World Association of Newspapers and News Publishers


News Literacy: origins and recent practice

News Literacy: origins and recent practice

Article ID:

19909

For WAN-IFRA, engaging in news literacy means helping citizens, especially children and teenagers, understand, value and participate in 21st century journalism in a democracy as they analyze all kinds of content, most effectively through a journalistic prism.

News iiteracy was first developed in the early 21st century as a separate discipline by American journalists. On the university level, the instigator was Howard Schneider, who left his post as editor of Newsday to found the school of journalism at Stony Brook University and the Center for News Literacy.

Meanwhile, for lower grades Alan Miller, a Pulitzer Prize winning investigative reporter for the Los Angeles Times, founded The News Literacy Project in 2008 after speaking to his daughter's Bethesda, Maryland, middle school class about journalism and why it matters.

News literacy is already being adapted in other countries. For example Professor Masato Kajimotois, a former CNN reporter, offers a course in "Making Sense of News"
+++
> _Required work_
**a)** In the news literacy page text, who founded The News Literacy Project, and in what year?
**b)** Please rewrite the passage of the news literacy page text starting with "World Association of" and going on through "for News Literacy.", replacing "instigator" with "pioneer".

> _Extracted material_
+++
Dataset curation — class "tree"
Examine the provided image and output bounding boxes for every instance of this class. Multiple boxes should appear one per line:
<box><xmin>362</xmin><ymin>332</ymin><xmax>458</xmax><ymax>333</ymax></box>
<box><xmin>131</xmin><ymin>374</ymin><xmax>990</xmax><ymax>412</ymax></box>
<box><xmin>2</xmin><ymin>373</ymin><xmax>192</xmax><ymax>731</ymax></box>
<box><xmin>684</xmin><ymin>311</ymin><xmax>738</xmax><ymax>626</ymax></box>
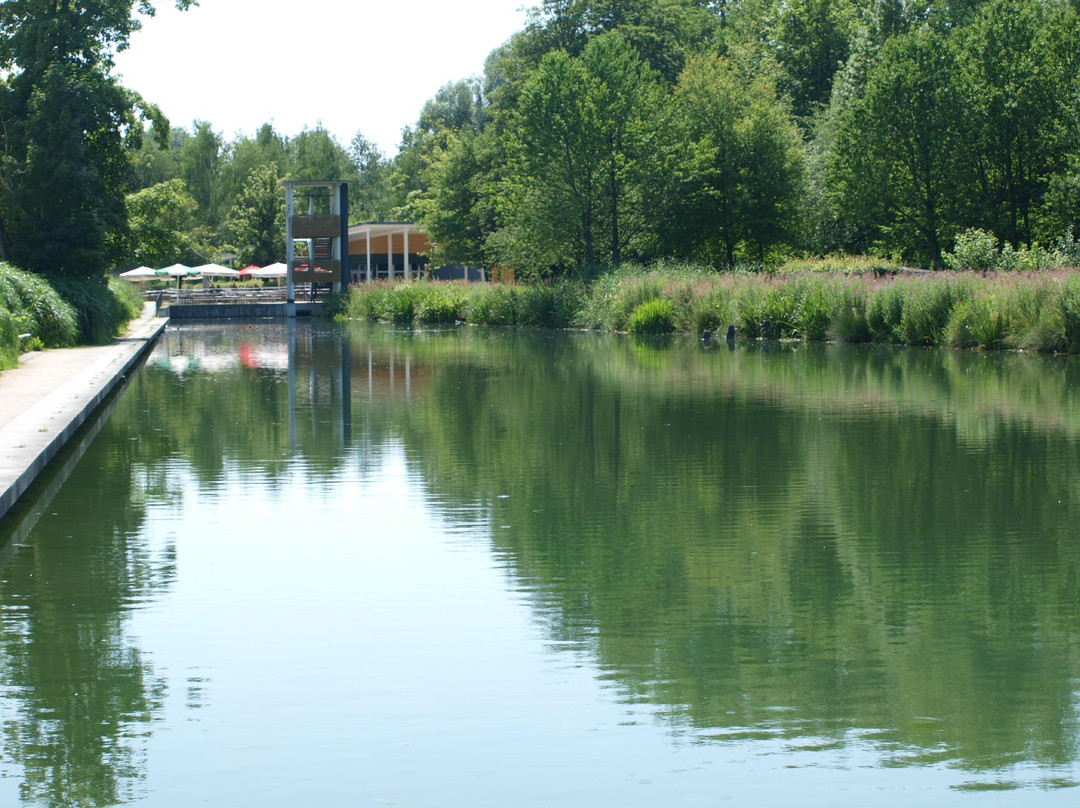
+++
> _The responses_
**a)** Alan Miller founded The News Literacy Project in 2008.

**b)**
World Association of Newspapers and News Publishers


News Literacy: origins and recent practice

News Literacy: origins and recent practice

Article ID:

19909

For WAN-IFRA, engaging in news literacy means helping citizens, especially children and teenagers, understand, value and participate in 21st century journalism in a democracy as they analyze all kinds of content, most effectively through a journalistic prism.

News iiteracy was first developed in the early 21st century as a separate discipline by American journalists. On the university level, the pioneer was Howard Schneider, who left his post as editor of Newsday to found the school of journalism at Stony Brook University and the Center for News Literacy.